### SELECTED EXTRACT
GREENTOWN – Scouts BSA Troop 628 isn’t a stranger to making history.
Two years ago, the troop was chartered as the second female BSA troop in Howard County, after the 110-year-old organization opened up Scouting to girls for the first time in its history.
For three Greentown girls, that was an invitation to make some of their own history by achieving something no female has ever achieved before: earning the rank of Eagle Scout.
Last week, Eastern High School students Abby Thatcher, 17, Lilly Shallenberger, 16, and Jessica Shannon, 15, joined the history books as the first females in the 15-county Sagamore Council to reach the BSA’s highest rank.
They now join hundreds of females across the nation, and at least 27 girls in Indiana, in the inaugural class of female Eagle Scouts. Scouting officials are still tallying the final total.
“I just think it’s wonderful,” Pat Skillington, 628 Troop leader said. “I think it’s like women getting the vote. It’s just a good day for girls.”
Skillington, who’s had nine years of BSA leadership experience, was instrumental in founding the all-girl troop in Greentown in February 2019. The decision came after her granddaughter, Lilly Shallenberger, said she wanted the same BSA experience as her brother, after watching him go hiking and camping and earn merit badges.
“Honestly, I had wanted to join the Boy Scout troop ever since I was in elementary school,” Shallenberger said. “I even started practicing the knots. But then they said that girls were going to open up their own troop and I got really excited because I wanted to do all those fun things the boys were doing, like shooting guns.”
So she and her grandmother started recruiting other girls to join the troop. It didn’t take long for Shannon and Thatcher to jump on board.
But the two had very different ideas of what they thought Scouting would be like. Shannon envisioned lots of flag ceremonies and thought it would be boring. Thatcher’s only understanding of Scouts came from the movie “Diary of a Wimpy Kid.”
“I feel bad for thinking that now,” Shannon said. “I think it’s really cool. I feel like we do a lot more fun stuff than I thought we would.”
Not long after the three joined, they found out about the opportunity to join the inaugural class of female Eagle Scouts. They also found out it wouldn’t be easy.
The girls would have to complete an extensive list of requirements, including earning 21 merit badges, progressing through ranks, serving six months in a position of responsibility, planning and executing an Eagle Scout project and successfully passing their board of review.
And they would have just under two years to complete all of it.
Sagamore BSA Scout Executive Ben Blumenberg said completing all of those requirements in such a short time is almost unheard of. Just 8% of all Scouts earned the Eagle Scout rank in 2019, and it takes most of them around four years to do it, he said.
“Number one, it’s a big workload, but number two, in order to do it in that time frame, they had to be diligent about meeting deadlines along the way,” Blumenberg said. “They had a plan and they had to stick to it like glue to make sure they stayed on target.”

### PROBLEM REQUIREMENTS
Please carry on the news story about the Greentown girls who became Eagle Scouts, writing what comes next after its final paragraph. The material that comes next isn't needed for anything here.

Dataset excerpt
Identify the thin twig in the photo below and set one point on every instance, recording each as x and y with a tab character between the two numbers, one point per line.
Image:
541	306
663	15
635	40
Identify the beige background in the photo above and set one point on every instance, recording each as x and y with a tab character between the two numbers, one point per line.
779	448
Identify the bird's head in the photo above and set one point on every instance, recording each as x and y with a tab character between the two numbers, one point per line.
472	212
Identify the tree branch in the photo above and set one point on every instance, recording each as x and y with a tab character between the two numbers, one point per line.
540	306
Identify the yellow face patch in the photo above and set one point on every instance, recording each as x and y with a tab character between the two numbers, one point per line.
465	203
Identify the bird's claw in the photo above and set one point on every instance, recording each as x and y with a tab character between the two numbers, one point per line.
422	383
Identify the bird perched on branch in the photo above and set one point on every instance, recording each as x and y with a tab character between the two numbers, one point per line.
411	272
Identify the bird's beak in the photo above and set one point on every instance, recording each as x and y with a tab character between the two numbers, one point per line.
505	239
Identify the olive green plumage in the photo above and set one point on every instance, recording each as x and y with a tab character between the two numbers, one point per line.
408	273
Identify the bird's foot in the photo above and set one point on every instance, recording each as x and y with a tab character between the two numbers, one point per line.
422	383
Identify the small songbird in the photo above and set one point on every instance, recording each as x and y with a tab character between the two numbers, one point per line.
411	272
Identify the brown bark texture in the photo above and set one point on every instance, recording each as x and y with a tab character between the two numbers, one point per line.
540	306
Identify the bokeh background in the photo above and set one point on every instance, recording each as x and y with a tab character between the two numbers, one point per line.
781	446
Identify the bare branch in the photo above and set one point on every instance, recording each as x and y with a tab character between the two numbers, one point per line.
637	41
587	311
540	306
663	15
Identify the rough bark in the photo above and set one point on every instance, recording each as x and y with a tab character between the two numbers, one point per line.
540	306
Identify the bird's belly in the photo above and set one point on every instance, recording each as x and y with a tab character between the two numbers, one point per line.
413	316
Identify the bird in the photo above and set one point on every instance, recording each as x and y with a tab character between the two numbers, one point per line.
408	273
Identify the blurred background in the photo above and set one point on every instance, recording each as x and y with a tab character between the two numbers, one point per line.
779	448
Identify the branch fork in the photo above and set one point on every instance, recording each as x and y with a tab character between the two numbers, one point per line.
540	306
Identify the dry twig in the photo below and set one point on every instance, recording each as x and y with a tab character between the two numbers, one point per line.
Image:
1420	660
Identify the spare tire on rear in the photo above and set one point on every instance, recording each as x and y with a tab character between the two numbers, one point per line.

### ANSWER FOR THIS EXERCISE
But that didn’t deter the three girls from Troop 628. They discussed it, and decided to go for it.
“Honestly, I just wanted to be like Spider-Man so people think of me and they’re like, ‘That’s one person that will help me no matter what,’” Thatcher said.
First, they set a goal to earn as many merit badges as they could during their first year at summer camp. From there, they learned to put up tents, make a campsite, start a fire and then cook over it.
They got involved in community service projects, volunteered with the Kokomo Humane Society and learned how local government worked in Greentown.
They planned and organized their Eagle Scout projects. Thatcher was instrumental in helping with the butterfly garden at Kokomo-Howard County Public Library. Shannon designed and built a concession stand for Eastern High School’s soccer fields. Shallenberger did some major revamping to a dilapidated garden shed at Jerome Christian Church.
And after two years, their diligence and hard work paid off when they joined 52 other Eagle Scouts from Greentown who have achieved the rank since 1966.
“I am just bowled away by how these girls have pushed so hard for these two years to make their dream happen,” Skillington said. “I have done everything in my power to make sure that they are able to achieve that.”
Blumenberg said he was incredibly proud of their work and dedication, and it’s a testament to the fact that allowing girls into Scouting was the right move.
“It’s really exciting to see girls thrive given the opportunity to do what boys have always had the opportunity to do,” he said. “Girls have been waiting for this opportunity and they’re jumping in and going gangbusters.”
Looking back, the girls said it’s hard to believe they entered the history books as the first female Eagle Scouts in the Sagamore Council.
“I never really thought I would be an Eagle Scout,” Shannon said. “Until I found out about the inaugural class, I didn’t really plan on hustling through anything. I never really thought I would accomplish something that big. I feel like there’s not a lot of big things you can accomplish in Kokomo and Greentown, but it would be nice to be known in history.”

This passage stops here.